(REQUIREMENT):
When the word "shoe" shows up in a line of the records below, copy that line.

Saved data entries
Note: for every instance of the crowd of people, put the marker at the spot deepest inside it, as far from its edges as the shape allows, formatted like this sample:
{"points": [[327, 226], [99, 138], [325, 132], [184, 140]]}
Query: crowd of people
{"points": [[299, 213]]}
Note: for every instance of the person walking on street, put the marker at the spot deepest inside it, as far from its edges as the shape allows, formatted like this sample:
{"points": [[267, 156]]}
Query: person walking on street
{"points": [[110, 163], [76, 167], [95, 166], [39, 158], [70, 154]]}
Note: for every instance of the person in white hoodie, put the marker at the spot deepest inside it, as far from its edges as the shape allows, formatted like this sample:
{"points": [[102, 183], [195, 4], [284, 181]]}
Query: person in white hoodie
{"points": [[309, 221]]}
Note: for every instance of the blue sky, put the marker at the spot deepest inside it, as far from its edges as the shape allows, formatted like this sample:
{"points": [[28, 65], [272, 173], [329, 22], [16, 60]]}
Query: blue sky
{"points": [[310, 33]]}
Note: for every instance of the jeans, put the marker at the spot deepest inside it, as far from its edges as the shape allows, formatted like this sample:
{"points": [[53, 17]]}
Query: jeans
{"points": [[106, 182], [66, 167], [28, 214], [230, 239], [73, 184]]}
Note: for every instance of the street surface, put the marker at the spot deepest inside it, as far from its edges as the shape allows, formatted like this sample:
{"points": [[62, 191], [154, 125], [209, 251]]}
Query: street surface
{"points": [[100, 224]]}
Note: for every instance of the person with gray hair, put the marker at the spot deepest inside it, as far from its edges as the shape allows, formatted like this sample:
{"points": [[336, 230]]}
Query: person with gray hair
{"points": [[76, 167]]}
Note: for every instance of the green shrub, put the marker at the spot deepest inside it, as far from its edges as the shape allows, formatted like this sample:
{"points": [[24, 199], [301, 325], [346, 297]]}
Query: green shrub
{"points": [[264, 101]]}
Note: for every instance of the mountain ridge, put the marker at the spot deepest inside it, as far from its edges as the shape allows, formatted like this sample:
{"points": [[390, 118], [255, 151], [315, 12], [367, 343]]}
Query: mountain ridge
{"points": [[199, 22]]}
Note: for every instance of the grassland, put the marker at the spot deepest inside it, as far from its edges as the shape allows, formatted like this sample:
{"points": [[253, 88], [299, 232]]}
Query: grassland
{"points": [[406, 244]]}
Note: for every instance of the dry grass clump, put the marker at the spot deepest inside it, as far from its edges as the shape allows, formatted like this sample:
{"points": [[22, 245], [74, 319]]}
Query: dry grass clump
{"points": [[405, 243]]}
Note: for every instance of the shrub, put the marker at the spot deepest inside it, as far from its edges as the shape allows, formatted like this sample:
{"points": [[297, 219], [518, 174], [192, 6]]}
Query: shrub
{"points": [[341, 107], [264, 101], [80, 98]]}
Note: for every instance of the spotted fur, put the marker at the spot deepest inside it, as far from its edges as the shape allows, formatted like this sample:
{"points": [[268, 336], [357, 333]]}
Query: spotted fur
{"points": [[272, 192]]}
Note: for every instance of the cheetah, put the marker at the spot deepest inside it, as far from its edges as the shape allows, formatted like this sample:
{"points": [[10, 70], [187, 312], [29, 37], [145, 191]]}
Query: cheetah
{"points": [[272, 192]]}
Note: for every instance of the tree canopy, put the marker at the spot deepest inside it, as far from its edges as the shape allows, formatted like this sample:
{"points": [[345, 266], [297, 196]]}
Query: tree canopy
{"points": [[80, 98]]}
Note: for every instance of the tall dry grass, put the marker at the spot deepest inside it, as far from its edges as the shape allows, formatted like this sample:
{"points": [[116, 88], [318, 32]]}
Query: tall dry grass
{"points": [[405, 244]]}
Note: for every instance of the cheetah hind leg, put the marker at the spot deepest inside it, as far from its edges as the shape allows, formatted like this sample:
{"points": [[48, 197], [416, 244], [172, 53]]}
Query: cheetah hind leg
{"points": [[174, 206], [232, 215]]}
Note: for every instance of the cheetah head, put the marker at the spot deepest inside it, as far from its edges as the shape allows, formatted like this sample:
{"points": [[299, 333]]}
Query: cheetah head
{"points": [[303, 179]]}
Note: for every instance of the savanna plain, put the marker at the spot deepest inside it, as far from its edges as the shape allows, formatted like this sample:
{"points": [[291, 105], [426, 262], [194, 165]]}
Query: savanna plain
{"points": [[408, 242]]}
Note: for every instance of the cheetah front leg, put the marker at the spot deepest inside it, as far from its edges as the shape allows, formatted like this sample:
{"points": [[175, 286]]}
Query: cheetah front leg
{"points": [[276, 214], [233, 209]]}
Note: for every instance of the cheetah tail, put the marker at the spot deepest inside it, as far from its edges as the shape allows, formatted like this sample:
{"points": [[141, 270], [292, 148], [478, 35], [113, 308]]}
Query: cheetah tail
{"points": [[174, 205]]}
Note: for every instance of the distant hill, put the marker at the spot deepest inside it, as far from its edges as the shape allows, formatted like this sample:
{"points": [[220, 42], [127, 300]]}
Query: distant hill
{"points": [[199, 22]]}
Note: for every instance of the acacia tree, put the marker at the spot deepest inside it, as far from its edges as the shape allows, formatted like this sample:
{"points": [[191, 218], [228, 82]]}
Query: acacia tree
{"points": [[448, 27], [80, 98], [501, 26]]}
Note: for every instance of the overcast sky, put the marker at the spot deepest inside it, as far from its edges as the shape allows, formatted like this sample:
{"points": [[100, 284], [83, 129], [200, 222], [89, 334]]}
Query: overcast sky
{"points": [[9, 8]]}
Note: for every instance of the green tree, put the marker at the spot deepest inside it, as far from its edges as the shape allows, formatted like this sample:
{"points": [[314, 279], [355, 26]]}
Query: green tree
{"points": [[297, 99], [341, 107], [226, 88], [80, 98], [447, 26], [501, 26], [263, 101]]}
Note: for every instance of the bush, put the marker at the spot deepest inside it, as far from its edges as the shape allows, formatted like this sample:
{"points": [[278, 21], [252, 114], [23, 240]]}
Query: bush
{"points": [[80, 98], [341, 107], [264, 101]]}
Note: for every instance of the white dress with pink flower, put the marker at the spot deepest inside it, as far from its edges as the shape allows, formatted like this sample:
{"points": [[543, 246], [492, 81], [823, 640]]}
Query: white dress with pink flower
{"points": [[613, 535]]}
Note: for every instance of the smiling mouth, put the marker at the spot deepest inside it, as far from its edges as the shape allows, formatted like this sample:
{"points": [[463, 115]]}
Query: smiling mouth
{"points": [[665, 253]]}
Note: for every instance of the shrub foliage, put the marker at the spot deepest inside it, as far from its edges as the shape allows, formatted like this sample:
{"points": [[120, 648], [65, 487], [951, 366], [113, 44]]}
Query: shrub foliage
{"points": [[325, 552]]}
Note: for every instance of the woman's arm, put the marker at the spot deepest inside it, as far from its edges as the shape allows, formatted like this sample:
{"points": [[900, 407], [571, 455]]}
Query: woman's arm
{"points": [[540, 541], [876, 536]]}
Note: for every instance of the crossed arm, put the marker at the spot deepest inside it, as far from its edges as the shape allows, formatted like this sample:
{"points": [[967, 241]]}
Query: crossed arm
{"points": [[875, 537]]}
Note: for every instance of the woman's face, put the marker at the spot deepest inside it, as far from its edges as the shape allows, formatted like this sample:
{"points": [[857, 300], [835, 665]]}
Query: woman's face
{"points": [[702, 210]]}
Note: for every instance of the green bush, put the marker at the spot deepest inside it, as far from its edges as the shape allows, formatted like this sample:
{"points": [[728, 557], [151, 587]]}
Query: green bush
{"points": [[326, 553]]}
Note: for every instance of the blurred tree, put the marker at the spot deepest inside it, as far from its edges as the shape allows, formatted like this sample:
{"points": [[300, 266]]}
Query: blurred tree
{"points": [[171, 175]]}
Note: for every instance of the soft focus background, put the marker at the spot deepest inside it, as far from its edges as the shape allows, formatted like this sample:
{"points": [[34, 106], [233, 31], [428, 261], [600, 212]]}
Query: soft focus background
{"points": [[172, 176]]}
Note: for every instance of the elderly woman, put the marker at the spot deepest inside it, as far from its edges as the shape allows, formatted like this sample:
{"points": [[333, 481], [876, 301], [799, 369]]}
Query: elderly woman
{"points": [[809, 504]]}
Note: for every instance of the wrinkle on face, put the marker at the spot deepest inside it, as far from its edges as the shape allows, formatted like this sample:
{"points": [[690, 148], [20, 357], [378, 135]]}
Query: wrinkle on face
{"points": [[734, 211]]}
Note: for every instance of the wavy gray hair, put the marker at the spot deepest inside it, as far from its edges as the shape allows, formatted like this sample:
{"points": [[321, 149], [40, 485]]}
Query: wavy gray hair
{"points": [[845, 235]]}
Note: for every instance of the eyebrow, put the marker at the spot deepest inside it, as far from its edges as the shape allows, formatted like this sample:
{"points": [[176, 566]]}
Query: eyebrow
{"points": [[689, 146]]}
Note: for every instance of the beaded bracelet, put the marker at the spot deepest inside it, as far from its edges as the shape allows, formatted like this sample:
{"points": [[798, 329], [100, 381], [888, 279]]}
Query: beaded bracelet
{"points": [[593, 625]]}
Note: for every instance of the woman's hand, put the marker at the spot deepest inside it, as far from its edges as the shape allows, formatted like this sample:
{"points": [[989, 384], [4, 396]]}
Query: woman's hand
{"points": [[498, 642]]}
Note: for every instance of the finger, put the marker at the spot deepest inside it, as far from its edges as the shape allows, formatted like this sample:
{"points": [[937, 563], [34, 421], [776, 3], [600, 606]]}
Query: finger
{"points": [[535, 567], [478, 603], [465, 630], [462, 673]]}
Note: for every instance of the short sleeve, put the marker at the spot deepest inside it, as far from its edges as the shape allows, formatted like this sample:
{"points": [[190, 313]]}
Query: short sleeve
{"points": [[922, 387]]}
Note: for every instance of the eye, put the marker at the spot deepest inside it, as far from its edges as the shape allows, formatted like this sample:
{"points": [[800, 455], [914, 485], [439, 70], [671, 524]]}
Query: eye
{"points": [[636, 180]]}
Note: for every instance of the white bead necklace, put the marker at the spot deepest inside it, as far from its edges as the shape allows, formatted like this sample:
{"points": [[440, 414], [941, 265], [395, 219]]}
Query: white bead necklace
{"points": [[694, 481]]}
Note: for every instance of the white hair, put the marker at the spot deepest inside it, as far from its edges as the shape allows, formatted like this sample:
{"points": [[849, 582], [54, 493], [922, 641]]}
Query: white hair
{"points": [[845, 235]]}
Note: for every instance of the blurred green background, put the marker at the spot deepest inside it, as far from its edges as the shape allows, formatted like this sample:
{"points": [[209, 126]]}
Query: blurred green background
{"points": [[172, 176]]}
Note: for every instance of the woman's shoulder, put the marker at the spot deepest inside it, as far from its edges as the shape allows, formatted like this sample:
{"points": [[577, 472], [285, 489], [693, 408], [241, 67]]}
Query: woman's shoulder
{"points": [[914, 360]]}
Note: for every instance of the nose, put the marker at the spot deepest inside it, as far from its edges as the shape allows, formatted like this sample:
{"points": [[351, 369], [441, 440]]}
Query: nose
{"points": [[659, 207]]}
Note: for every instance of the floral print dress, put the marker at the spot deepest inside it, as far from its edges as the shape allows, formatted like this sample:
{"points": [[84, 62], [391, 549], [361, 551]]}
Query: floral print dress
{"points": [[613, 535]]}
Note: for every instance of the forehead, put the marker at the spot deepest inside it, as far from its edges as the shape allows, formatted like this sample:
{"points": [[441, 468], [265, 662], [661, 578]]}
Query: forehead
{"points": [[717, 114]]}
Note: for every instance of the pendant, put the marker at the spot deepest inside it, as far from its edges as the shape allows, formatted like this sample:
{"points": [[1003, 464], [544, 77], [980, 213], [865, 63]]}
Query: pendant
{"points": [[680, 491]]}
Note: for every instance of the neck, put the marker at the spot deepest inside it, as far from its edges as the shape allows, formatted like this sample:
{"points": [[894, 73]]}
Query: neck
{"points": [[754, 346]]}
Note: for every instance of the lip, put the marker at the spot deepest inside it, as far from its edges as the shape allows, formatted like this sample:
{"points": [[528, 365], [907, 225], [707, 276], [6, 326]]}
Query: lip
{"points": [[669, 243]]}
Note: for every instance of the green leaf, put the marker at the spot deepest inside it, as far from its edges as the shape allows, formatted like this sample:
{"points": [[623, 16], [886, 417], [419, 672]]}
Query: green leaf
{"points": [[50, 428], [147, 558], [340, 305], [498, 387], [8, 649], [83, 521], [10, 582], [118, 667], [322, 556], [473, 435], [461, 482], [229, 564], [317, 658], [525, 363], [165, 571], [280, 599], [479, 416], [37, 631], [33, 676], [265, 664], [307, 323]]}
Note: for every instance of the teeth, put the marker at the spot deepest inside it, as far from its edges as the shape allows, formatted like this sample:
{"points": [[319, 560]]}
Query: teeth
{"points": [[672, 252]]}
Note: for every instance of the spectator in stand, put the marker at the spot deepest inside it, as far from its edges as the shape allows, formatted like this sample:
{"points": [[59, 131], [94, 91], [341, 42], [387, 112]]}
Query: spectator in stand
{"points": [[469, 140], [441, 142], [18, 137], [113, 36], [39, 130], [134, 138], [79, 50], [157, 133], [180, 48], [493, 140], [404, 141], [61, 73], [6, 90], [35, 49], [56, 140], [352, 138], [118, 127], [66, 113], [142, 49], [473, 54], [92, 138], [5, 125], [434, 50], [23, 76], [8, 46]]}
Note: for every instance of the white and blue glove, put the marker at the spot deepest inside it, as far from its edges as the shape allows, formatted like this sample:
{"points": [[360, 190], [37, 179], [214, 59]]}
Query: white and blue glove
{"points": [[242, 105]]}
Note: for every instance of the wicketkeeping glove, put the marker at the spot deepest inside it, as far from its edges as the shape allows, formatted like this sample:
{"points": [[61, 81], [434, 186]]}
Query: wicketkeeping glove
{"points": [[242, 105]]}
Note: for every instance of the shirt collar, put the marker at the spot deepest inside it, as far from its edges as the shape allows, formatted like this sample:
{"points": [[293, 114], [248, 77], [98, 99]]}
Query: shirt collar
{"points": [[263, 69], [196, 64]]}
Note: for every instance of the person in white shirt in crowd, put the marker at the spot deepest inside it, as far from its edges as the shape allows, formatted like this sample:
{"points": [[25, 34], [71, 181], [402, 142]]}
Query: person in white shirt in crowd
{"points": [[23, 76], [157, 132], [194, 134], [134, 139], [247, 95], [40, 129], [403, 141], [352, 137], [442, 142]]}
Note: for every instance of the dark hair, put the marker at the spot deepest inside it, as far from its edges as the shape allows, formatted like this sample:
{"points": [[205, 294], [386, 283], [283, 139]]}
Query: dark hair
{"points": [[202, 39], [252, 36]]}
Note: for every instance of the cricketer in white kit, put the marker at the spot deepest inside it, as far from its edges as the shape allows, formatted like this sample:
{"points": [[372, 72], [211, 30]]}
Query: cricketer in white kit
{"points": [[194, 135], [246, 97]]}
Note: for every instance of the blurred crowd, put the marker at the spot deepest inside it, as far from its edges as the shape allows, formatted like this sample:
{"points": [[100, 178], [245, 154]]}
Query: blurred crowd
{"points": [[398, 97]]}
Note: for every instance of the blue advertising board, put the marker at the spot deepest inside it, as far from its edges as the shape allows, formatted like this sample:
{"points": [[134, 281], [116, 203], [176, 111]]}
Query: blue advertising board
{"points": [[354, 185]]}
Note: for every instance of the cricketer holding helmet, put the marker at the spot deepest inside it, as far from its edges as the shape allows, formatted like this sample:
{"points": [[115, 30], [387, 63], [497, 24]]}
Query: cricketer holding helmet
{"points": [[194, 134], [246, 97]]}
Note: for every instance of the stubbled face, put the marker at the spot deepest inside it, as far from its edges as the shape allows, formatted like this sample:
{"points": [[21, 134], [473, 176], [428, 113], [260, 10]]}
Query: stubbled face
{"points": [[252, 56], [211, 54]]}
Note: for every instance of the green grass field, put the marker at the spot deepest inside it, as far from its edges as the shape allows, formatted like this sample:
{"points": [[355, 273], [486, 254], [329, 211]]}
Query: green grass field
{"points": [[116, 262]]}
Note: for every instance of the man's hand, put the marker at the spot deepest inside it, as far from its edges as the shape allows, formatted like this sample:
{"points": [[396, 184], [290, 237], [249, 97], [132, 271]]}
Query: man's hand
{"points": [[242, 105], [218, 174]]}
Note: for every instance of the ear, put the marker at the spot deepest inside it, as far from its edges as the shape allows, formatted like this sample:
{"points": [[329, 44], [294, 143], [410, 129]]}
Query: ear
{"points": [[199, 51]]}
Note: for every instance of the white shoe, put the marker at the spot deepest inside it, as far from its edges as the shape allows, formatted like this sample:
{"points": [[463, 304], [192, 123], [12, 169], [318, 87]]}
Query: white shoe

(WRITTEN ANSWER):
Note: for every instance of the white shoe, put the marker at the spot deepest inside it, as far from its edges as the shape allows, formatted like this sample:
Query: white shoe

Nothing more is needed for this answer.